## Data to use
※

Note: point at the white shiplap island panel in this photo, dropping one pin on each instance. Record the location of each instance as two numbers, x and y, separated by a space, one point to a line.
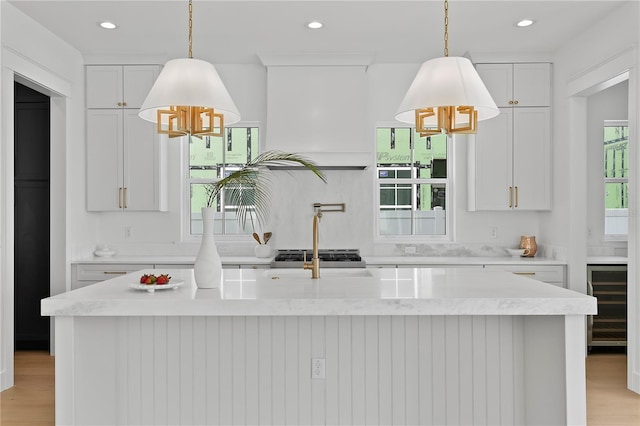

※

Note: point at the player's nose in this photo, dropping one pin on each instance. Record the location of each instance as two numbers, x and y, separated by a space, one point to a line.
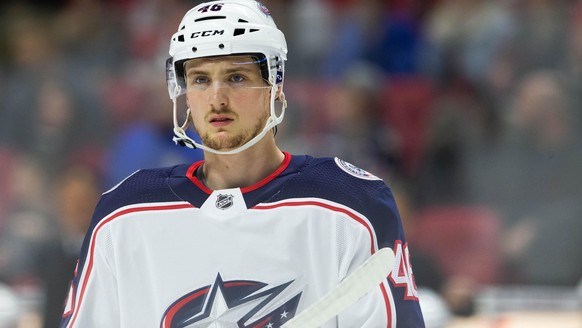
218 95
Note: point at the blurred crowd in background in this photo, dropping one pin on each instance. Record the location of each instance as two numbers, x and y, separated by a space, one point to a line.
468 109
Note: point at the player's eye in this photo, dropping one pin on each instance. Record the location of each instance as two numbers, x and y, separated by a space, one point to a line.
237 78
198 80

※

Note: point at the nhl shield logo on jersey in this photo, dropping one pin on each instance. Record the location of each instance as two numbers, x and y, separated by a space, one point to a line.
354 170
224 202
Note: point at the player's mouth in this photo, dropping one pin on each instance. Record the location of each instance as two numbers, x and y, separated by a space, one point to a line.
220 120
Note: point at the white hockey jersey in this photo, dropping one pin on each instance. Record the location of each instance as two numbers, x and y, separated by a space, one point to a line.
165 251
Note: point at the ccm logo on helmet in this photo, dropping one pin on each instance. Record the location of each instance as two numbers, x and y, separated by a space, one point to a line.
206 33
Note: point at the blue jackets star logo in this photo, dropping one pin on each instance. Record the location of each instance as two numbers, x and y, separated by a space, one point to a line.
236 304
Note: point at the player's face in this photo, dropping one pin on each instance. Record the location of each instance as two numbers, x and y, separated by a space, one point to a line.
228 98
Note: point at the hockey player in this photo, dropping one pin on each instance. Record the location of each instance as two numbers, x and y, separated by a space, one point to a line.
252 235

※

## Do this
Count the lines of the material above that contain the string "white", with case taken into account, and give only the number.

## Exercise output
2